-- RECORDS FOR THIS EXERCISE start --

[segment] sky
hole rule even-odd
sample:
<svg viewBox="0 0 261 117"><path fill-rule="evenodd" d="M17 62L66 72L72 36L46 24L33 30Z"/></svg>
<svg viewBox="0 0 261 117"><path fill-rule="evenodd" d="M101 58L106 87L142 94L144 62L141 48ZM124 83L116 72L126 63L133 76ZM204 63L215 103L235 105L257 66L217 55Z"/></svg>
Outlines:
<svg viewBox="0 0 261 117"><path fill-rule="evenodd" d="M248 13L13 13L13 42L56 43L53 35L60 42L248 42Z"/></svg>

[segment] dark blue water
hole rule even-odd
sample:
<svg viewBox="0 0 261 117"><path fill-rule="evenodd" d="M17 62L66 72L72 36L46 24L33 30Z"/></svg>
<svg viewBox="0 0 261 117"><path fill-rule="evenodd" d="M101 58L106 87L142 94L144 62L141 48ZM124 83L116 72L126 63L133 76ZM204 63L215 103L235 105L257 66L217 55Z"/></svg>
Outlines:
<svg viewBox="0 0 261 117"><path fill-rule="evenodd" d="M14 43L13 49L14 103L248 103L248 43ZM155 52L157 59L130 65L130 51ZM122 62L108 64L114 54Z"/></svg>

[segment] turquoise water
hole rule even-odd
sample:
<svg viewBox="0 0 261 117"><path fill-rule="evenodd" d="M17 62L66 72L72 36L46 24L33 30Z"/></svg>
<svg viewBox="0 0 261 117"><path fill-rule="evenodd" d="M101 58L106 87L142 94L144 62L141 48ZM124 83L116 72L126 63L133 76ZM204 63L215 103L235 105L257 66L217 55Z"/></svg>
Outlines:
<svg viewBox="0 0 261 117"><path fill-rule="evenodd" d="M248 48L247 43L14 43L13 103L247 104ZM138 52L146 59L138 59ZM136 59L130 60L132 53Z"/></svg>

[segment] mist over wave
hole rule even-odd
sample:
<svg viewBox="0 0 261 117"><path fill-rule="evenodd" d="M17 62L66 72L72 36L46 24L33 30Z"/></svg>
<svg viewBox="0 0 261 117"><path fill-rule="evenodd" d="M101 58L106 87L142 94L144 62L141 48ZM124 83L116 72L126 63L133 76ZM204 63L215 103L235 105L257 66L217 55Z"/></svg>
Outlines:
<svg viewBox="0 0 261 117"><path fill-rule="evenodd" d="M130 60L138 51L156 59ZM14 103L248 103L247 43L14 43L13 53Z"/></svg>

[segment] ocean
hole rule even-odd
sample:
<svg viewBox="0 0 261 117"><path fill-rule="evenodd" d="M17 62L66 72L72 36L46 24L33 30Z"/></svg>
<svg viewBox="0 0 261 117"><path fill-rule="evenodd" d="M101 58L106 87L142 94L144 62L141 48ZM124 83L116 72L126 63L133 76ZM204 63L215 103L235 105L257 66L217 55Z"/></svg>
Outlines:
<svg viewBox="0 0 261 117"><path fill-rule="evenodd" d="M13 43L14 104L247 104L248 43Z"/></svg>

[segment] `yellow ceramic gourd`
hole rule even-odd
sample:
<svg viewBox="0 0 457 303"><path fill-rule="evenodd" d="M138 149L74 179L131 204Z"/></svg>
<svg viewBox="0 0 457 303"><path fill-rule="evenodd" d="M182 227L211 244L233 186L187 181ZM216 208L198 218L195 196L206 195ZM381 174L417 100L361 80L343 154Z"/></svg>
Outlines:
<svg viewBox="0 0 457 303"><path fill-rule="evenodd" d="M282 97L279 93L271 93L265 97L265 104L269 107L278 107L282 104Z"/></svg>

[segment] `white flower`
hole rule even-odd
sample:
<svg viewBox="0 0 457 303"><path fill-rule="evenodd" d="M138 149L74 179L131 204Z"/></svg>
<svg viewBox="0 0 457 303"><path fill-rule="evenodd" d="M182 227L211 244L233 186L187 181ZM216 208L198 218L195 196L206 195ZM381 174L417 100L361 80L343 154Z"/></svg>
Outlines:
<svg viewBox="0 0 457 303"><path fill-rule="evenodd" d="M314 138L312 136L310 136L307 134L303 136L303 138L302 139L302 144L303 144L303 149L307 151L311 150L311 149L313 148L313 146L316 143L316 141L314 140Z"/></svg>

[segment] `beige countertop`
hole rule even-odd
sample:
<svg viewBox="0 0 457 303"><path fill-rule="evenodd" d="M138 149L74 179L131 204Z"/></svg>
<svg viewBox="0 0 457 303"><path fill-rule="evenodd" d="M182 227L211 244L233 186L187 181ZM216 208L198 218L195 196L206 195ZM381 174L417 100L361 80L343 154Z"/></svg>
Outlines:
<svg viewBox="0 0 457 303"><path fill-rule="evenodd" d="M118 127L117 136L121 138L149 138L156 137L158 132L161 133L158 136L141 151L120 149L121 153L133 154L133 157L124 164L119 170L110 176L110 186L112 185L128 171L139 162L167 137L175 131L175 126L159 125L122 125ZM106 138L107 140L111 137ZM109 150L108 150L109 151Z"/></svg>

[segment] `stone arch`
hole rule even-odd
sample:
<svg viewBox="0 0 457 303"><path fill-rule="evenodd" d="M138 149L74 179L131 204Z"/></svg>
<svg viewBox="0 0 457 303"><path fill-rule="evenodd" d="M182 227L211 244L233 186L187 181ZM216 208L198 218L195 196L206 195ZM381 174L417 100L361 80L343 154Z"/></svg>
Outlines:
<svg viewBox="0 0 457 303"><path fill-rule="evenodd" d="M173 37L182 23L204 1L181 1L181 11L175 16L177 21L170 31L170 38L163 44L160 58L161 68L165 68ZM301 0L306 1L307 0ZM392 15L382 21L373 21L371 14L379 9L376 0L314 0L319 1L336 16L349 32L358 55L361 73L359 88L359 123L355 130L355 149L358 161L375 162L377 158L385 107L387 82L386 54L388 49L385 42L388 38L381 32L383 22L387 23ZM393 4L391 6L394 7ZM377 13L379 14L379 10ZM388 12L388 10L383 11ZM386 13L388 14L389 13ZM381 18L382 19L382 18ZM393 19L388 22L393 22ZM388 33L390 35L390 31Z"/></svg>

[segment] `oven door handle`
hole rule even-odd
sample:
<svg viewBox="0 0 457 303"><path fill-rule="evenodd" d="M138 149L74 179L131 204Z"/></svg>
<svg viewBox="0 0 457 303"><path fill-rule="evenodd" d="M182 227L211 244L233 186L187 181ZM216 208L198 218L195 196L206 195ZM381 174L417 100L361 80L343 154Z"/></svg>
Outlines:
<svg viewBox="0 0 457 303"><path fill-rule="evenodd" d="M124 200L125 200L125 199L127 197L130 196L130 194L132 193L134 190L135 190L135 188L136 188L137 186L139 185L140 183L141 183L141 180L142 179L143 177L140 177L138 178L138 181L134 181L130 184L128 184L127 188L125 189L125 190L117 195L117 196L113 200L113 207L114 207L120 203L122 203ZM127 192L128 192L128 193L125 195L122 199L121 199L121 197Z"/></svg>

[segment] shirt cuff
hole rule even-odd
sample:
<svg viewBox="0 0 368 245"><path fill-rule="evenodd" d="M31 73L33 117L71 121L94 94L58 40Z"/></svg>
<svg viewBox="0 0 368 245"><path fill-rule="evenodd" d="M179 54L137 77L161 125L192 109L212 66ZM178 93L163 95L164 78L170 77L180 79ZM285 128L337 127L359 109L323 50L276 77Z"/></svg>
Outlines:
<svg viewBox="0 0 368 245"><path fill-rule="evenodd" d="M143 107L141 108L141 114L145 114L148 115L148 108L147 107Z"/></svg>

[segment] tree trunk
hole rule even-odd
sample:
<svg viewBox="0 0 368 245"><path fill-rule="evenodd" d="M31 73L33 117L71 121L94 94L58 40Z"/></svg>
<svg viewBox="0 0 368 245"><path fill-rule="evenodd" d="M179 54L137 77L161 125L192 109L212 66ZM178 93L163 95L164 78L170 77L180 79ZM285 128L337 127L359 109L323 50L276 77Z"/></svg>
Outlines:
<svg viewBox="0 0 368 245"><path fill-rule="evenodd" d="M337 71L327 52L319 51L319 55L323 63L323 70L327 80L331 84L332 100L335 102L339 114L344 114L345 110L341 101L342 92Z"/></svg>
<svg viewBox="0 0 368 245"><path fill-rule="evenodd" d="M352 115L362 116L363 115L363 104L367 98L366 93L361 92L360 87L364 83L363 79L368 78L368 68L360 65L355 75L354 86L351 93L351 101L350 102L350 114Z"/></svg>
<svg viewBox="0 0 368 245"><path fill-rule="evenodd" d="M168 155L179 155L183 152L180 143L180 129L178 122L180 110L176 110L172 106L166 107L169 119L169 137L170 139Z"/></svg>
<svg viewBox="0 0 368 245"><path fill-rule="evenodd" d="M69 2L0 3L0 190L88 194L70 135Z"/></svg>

-- RECORDS FOR THIS EXERCISE end --

[DIRECTIONS]
Format everything from the line containing "[segment] mist over wave" down to the line containing "60L138 51L156 59ZM14" as a JSON list of strings, one string per line and no entries for blank lines.

[PROBLEM SOLUTION]
[
  "[segment] mist over wave",
  "hole rule even-odd",
  "sample:",
  "<svg viewBox=\"0 0 261 117\"><path fill-rule=\"evenodd\" d=\"M17 62L66 72L72 36L46 24L33 30Z\"/></svg>",
  "<svg viewBox=\"0 0 261 117\"><path fill-rule=\"evenodd\" d=\"M101 58L106 87L142 94L144 62L141 48ZM124 83L116 72L126 63L133 76ZM204 63L215 103L235 105L257 66L217 55Z\"/></svg>",
  "Outlines:",
  "<svg viewBox=\"0 0 261 117\"><path fill-rule=\"evenodd\" d=\"M130 60L138 51L156 59ZM14 103L248 103L247 43L14 43L13 53Z\"/></svg>"
]